DATASET RECORDS:
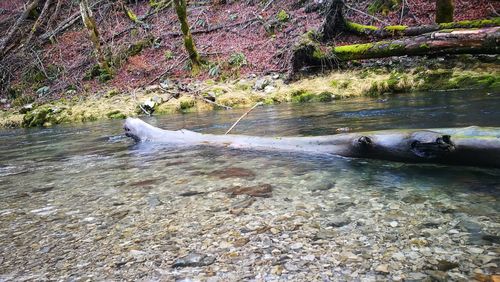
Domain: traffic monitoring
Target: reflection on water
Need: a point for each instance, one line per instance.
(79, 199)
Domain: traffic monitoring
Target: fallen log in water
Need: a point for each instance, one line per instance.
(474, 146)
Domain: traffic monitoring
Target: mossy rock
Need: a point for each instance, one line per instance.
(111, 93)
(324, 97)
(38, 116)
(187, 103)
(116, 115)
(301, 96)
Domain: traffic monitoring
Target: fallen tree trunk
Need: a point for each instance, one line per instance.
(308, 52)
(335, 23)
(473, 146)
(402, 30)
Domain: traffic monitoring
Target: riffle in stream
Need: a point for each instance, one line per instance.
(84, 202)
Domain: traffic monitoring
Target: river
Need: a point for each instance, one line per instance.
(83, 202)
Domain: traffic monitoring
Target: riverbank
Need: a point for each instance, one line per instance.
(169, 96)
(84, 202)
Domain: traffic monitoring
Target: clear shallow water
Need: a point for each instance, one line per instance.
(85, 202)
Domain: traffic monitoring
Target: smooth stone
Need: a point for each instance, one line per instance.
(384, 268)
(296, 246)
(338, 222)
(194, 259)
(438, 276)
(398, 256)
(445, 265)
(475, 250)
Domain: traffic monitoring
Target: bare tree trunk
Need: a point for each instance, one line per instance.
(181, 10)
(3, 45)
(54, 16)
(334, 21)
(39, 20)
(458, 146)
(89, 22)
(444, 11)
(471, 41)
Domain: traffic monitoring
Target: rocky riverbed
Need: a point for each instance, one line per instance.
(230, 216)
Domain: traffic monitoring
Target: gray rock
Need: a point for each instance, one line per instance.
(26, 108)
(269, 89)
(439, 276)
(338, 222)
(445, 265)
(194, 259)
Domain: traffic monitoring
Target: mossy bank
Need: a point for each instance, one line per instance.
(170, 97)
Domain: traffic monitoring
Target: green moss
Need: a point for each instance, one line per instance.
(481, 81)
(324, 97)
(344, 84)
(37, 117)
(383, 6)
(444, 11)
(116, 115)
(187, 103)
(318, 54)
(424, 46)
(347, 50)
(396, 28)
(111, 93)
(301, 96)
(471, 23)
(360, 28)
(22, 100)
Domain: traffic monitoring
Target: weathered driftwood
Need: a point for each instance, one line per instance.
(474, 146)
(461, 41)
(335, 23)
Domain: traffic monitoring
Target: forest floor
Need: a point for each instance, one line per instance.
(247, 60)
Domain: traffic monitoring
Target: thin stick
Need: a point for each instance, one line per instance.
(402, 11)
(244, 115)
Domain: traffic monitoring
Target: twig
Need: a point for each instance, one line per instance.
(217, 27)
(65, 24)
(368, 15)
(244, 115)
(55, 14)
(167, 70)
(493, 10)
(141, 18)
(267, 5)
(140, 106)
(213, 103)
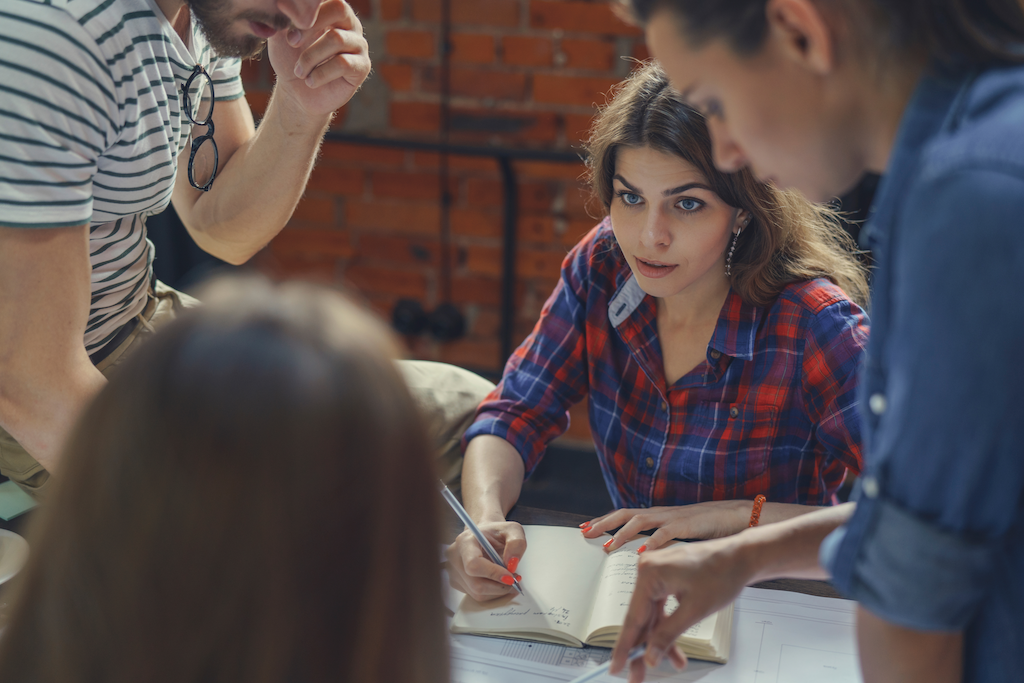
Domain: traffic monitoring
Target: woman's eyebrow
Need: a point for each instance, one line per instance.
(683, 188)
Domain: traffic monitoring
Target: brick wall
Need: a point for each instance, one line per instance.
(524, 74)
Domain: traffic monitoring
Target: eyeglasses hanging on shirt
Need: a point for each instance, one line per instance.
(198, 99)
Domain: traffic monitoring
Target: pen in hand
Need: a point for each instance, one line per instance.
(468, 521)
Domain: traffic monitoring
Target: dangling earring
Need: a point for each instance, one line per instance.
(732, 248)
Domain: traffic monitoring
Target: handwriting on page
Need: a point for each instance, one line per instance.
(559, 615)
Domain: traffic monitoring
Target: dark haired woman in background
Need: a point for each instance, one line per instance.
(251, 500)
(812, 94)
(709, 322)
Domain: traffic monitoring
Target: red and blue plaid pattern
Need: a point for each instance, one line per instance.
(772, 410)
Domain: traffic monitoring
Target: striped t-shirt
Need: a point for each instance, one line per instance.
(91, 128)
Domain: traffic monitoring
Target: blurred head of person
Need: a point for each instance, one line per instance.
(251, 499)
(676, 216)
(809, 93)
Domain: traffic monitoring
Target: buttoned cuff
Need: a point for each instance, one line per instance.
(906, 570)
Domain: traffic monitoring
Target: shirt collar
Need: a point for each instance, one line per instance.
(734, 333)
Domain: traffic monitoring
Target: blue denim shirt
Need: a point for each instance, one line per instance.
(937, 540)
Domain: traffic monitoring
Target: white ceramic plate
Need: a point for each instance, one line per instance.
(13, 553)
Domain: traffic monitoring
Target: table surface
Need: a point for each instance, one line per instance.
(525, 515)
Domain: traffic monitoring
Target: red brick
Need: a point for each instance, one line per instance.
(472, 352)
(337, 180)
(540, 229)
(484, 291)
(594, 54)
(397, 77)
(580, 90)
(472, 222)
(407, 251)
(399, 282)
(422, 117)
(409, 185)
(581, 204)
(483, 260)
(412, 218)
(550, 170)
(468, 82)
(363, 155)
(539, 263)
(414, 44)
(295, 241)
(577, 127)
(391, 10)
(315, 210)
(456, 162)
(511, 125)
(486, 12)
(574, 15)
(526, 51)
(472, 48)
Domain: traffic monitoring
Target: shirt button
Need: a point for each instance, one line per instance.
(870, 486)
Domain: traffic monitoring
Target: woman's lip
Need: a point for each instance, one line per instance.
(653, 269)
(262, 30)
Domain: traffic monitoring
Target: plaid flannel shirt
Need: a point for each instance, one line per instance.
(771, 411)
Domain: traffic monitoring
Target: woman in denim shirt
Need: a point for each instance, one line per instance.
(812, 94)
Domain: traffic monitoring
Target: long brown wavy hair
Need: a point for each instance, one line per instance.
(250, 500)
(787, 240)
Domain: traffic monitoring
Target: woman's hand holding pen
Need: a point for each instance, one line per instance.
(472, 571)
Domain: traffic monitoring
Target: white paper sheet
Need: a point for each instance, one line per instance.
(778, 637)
...
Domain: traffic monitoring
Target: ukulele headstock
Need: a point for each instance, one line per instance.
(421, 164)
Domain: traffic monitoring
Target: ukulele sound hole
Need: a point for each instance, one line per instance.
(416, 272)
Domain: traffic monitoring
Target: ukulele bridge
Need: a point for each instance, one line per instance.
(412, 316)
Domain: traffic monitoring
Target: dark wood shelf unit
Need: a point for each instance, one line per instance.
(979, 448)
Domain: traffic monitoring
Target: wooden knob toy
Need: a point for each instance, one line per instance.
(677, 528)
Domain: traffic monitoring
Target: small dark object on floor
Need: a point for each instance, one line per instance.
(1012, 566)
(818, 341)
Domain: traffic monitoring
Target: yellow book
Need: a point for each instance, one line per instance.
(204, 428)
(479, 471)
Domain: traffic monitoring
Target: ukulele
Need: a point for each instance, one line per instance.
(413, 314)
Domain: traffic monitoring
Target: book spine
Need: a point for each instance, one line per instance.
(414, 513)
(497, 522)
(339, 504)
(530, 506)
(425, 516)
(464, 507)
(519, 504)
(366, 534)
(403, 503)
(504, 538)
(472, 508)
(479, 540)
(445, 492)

PROBLEM DESCRIPTION: Please repeat, exactly as written, the lines in the records above, starting with the one that has "Target: twig" and going on through the one that has "Target: handwriting on page". Pictures are to be left out.

TASK OUTPUT:
Target: twig
Need: a point for each instance, one line per instance.
(217, 27)
(65, 24)
(368, 15)
(244, 115)
(55, 14)
(167, 70)
(493, 10)
(141, 18)
(267, 5)
(140, 106)
(213, 103)
Domain: traffic monitoring
Target: woman's eyebrow
Need: a point for each instance, one line per instance.
(683, 188)
Domain: traffic monitoring
Target: brick wall
Need: a point for each instance, one line per instance.
(524, 74)
Domain: traffic monitoring
Target: eyeglasses hanging on shirt
Need: a point for each instance, one line per instance.
(198, 99)
Domain: traffic monitoring
Target: pen in hand
Need: a point for each instance, one line per instance.
(468, 521)
Domain: traffic monitoring
Target: dangling earring
Need: a point for each instance, one line per instance.
(732, 248)
Domain: traffic monitoring
Target: handwriting on page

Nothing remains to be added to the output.